═══ Records for the exercise ═══

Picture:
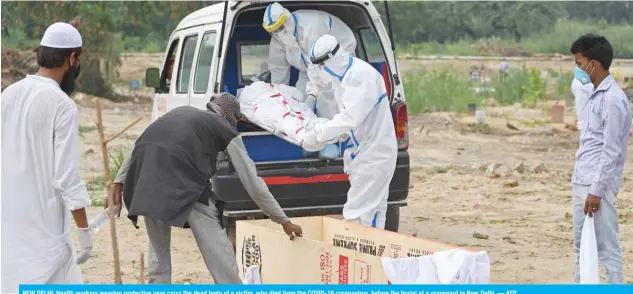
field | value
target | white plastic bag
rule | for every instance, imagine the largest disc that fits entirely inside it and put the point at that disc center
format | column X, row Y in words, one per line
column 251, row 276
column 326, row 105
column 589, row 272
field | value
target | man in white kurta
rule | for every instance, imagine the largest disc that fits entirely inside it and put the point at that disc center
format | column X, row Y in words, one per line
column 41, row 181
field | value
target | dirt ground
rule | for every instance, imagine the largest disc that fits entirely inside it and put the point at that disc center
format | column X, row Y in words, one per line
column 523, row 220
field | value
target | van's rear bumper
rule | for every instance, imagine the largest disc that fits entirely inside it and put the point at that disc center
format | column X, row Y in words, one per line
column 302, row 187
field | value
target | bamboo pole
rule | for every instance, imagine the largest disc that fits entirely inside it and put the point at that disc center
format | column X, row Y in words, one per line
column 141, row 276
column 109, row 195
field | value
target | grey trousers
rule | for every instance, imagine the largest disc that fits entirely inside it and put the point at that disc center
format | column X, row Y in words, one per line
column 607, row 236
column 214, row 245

═══
═══ Records for the exercise ═══

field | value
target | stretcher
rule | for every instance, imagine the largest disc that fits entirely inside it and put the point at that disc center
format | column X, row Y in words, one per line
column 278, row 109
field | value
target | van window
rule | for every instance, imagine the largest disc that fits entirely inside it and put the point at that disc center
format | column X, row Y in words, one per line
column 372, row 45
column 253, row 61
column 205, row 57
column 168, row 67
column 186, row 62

═══

Directions:
Collect every line above that contains the string "white", treating uppercase and lowercase as distinct.

Full answer:
target | white plastic bag
target | man in white kurta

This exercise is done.